--- start Extract provided ---
# Best Infantry



## AWP (Dec 28, 2007)

We've covered armies and whatnot, who would you rate as the best infantry in history? Think of men, equipment, and training.

My vote? The Roman legions. They held it together for years in a far flung empire. Their training, tactics, and equipment shaped their time period and set the standard for others to follow.

Your vote?


----------



## 275ANGER! (Dec 28, 2007)

Hmm... Kind of torn between Roman Legion and Spartiates.  Legionaires were great soldiers but they were kept inline through the threat of violence.  As a Spartan warrior it was a pride thing, plus they were brought up as warriors from infancy.  I not trying to sound like a 300 homo but it was a good movie. I don't know much about military history steming from that time so I am at this moment reading up if you have anything to add enlighten me.
--- end Extract provided ---
> Exercise:
Please rewrite the best-infantry thread above from "# Best Infantry" up to and including "equipment, and training.", putting "armament" wherever "equipment" appears.
--- start Extracted material ---
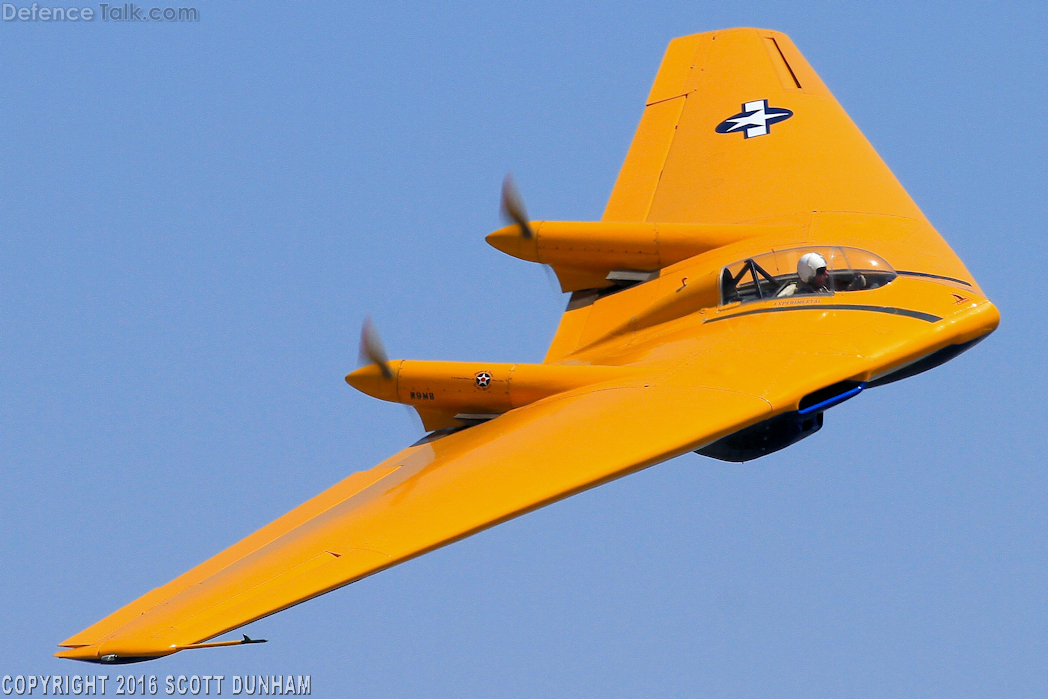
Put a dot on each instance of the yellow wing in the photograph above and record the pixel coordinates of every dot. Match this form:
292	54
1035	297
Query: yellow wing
681	170
738	130
422	498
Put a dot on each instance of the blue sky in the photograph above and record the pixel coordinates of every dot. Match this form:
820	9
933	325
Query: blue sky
196	218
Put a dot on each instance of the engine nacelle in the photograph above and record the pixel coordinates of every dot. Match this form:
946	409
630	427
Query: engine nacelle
584	254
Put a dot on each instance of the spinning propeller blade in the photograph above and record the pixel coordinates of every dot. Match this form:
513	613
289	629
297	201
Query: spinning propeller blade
512	206
372	350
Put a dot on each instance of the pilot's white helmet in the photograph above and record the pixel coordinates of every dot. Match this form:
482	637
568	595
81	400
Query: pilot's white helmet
808	265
--- end Extracted material ---
> Answer below:
# Best Infantry



## AWP (Dec 28, 2007)

We've covered armies and whatnot, who would you rate as the best infantry in history? Think of men, armament, and training.